Instructions for the task: Copy nothing but the lines from the opening of the entries through the line that contains "box: [226, 95, 261, 112]", exactly as written. Drop the pictures.

=== Given records ===

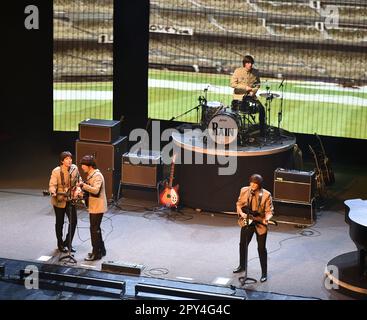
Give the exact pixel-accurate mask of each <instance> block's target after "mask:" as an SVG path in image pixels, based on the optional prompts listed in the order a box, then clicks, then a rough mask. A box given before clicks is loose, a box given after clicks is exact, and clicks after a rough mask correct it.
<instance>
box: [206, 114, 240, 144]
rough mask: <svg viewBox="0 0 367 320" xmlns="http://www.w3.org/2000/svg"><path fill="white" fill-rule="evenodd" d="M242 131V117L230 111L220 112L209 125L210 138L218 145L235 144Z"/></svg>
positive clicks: (209, 136) (210, 121)
mask: <svg viewBox="0 0 367 320" xmlns="http://www.w3.org/2000/svg"><path fill="white" fill-rule="evenodd" d="M241 130H242V119H241V116H240V115H239V114H238V113H236V112H233V111H230V110H229V109H226V110H222V111H219V112H218V113H217V114H216V115H215V116H214V117H213V118H212V119H210V121H209V124H208V136H209V138H210V139H211V140H212V141H214V142H215V143H217V144H223V145H227V144H230V143H232V142H234V141H235V140H236V139H237V137H238V135H239V133H240V132H241Z"/></svg>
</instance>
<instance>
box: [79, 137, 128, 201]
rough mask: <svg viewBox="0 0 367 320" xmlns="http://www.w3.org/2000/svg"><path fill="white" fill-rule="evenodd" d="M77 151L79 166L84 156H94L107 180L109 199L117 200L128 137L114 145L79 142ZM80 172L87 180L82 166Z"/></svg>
mask: <svg viewBox="0 0 367 320" xmlns="http://www.w3.org/2000/svg"><path fill="white" fill-rule="evenodd" d="M75 150H76V159H77V163H78V164H79V162H80V160H81V158H83V156H85V155H87V154H90V155H93V156H94V158H95V159H96V163H97V167H98V169H99V170H101V172H102V174H103V177H104V179H105V184H106V186H105V187H106V195H107V199H108V200H112V199H115V200H117V197H118V190H119V186H120V180H121V157H122V154H123V153H125V152H126V150H127V137H120V138H119V139H118V140H117V141H115V142H113V143H98V142H87V141H80V140H77V141H76V146H75ZM79 171H80V173H81V175H82V178H83V180H85V179H86V175H85V173H84V172H83V170H81V168H80V166H79Z"/></svg>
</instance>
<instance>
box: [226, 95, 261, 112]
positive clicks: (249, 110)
mask: <svg viewBox="0 0 367 320" xmlns="http://www.w3.org/2000/svg"><path fill="white" fill-rule="evenodd" d="M258 104H259V101H257V100H255V99H254V98H253V97H250V96H247V97H244V98H243V100H233V101H232V110H233V111H235V112H238V111H240V112H242V113H246V114H255V113H257V112H259V107H258Z"/></svg>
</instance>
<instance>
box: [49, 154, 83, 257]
mask: <svg viewBox="0 0 367 320" xmlns="http://www.w3.org/2000/svg"><path fill="white" fill-rule="evenodd" d="M72 162H73V156H72V154H71V153H70V152H69V151H63V152H61V154H60V165H59V166H58V167H56V168H55V169H53V170H52V173H51V178H50V181H49V192H50V194H51V196H52V197H51V204H52V205H53V207H54V210H55V215H56V224H55V232H56V238H57V248H58V249H59V251H61V252H67V251H68V250H67V248H69V249H70V251H72V252H75V250H74V248H73V247H72V241H73V238H74V234H75V229H76V225H77V213H76V207H75V204H74V202H73V201H72V200H73V199H74V198H75V197H76V196H78V195H77V194H76V193H75V192H74V191H75V190H76V189H77V185H78V184H79V183H80V182H81V177H80V174H79V170H78V167H77V166H76V165H75V164H73V163H72ZM65 215H66V216H67V217H68V219H69V229H68V234H67V235H66V238H65V241H64V240H63V227H64V218H65Z"/></svg>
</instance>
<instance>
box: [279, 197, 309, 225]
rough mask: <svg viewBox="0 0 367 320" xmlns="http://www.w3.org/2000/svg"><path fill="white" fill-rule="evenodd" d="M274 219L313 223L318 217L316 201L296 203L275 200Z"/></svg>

===

Written solution:
Give the exact pixel-accurate mask of each <instance> block's target after "mask:" as an SVG path in image pixels, based on the optional prompts listed in the order a box, then clicks, then a rough mask. A box given before clicks is loose, a box given after clicks is exact, and clicks after a rough mask correct it.
<instance>
box: [206, 114, 240, 144]
rough mask: <svg viewBox="0 0 367 320" xmlns="http://www.w3.org/2000/svg"><path fill="white" fill-rule="evenodd" d="M242 131V117L230 111L220 112L209 125L210 138L218 145L235 144Z"/></svg>
positive clicks: (209, 136) (210, 121)
mask: <svg viewBox="0 0 367 320" xmlns="http://www.w3.org/2000/svg"><path fill="white" fill-rule="evenodd" d="M241 130H242V119H241V116H240V115H239V114H238V113H236V112H233V111H230V110H229V109H226V110H222V111H219V112H218V113H217V114H216V115H215V116H214V117H213V118H212V119H210V121H209V124H208V136H209V138H210V139H211V140H212V141H214V142H215V143H217V144H223V145H227V144H230V143H232V142H234V141H235V140H236V139H237V137H238V135H239V133H240V132H241Z"/></svg>
</instance>
<instance>
box: [79, 137, 128, 201]
rough mask: <svg viewBox="0 0 367 320" xmlns="http://www.w3.org/2000/svg"><path fill="white" fill-rule="evenodd" d="M77 151L79 166L84 156H94L107 180L109 199L117 200L128 137L114 145L79 142ZM80 172L87 180L82 166Z"/></svg>
mask: <svg viewBox="0 0 367 320" xmlns="http://www.w3.org/2000/svg"><path fill="white" fill-rule="evenodd" d="M75 150H76V159H77V163H78V164H79V162H80V160H81V158H83V156H85V155H87V154H90V155H93V156H94V158H95V159H96V163H97V167H98V169H99V170H101V172H102V174H103V177H104V179H105V184H106V186H105V187H106V195H107V199H108V200H112V199H115V200H117V197H118V190H119V186H120V180H121V157H122V154H123V153H125V152H126V150H127V137H120V138H119V139H118V140H117V141H115V142H113V143H98V142H87V141H80V140H77V141H76V146H75ZM79 171H80V173H81V175H82V178H83V180H85V179H86V175H85V173H84V172H83V170H81V168H80V166H79Z"/></svg>
</instance>
<instance>
box: [226, 95, 261, 112]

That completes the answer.